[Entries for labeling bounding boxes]
☆ ☆ ☆
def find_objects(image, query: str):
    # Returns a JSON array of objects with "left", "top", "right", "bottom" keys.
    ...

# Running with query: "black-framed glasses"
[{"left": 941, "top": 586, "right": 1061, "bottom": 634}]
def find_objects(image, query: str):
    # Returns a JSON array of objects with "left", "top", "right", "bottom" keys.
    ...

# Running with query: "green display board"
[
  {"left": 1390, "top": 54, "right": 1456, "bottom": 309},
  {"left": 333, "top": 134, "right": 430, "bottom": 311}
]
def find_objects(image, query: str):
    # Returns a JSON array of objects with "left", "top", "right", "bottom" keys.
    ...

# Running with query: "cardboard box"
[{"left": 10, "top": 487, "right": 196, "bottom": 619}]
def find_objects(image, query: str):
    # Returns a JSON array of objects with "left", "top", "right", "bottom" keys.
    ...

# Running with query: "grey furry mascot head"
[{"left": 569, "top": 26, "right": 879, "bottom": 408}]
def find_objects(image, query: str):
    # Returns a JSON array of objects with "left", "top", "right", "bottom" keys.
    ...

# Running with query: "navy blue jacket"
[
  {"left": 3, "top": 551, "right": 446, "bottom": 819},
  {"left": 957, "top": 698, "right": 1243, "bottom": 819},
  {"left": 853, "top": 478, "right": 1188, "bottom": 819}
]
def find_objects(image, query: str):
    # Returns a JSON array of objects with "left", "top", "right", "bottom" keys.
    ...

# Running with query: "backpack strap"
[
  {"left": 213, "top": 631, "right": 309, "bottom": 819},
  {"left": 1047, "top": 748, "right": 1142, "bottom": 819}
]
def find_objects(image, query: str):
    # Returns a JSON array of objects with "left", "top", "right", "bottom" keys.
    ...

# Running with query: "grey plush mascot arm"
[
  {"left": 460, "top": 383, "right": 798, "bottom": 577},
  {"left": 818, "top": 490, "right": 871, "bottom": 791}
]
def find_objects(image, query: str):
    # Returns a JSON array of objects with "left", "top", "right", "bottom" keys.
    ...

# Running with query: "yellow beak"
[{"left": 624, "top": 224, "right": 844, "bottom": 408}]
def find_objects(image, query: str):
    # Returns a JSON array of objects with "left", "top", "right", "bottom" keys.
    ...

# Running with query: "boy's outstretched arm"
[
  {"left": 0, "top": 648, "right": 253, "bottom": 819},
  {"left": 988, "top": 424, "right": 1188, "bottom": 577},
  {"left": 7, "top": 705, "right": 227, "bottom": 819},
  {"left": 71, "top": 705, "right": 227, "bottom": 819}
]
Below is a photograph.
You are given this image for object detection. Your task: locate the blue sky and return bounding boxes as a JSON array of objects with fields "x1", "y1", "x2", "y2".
☆ ☆ ☆
**Exercise goal**
Tally the lines of the items above that contain the string "blue", with case counting. Give only the number.

**Solution below**
2